# EXERCISE REQUIREMENTS
Please list each line in the rows below that contains the word "goes", treating uppercase and lowercase letters as different.

#### RECORDS PROVIDED ####

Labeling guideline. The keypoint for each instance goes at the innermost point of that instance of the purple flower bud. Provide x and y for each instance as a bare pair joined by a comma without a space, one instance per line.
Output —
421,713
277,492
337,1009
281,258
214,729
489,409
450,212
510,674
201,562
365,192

####
#### RECORDS PROVIDED ####

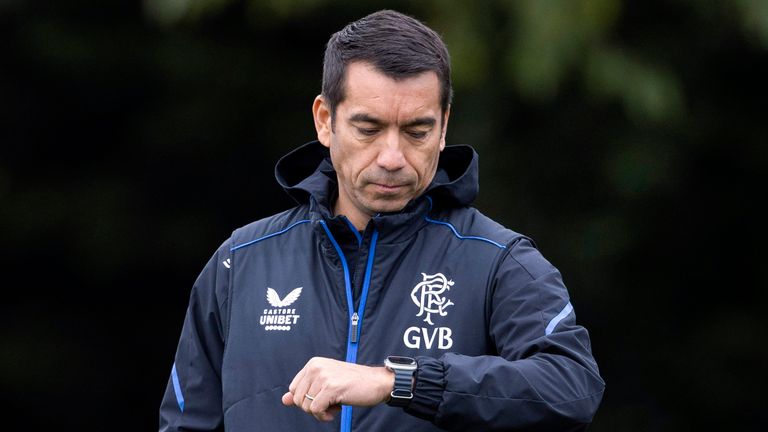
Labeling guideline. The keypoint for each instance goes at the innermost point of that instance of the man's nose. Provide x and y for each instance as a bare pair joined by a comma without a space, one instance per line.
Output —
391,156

####

# EXERCISE OUTPUT
Labeling guideline. The keypoint for each instance goes at the innermost point of that instance of the purple flower bud. Provide x and y for each instance as a bare pair joined by a comma without a space, one instance per line.
Labeling guideline. The keypoint for each instance goes at the innermost point of that instance of the man's nose. Provide x and y for each instance as a bare pair joined by a comma without a space, one instance per line.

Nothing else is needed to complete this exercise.